BEGIN MATERIAL

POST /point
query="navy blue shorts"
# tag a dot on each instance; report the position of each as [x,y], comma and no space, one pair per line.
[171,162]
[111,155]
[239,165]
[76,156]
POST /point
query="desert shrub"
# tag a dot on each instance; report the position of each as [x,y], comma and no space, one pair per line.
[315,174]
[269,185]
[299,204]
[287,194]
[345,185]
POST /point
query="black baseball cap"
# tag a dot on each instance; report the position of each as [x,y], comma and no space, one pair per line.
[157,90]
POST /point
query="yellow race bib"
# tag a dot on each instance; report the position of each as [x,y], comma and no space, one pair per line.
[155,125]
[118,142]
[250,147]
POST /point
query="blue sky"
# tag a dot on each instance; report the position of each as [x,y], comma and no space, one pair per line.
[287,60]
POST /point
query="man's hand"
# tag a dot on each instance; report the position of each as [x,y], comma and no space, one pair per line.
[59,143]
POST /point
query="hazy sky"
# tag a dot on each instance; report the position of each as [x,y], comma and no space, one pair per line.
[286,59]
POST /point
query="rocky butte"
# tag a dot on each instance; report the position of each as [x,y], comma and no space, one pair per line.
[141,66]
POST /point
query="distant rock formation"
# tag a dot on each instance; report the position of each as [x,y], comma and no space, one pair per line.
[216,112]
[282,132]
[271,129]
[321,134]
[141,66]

END MATERIAL
BEGIN MATERIAL

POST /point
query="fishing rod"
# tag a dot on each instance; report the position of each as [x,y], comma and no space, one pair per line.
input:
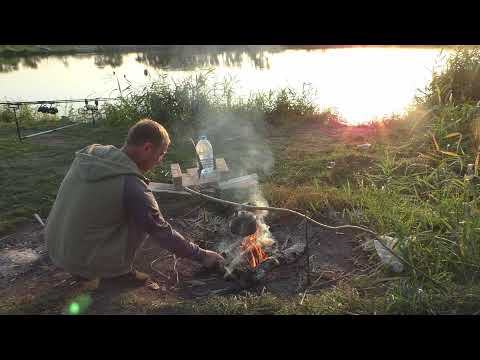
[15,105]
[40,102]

END MATERIAL

■ PROBLEM STATEMENT: Count the lines in the material above that contain the string "query", and give only the number.

■ EXERCISE SOLUTION: 10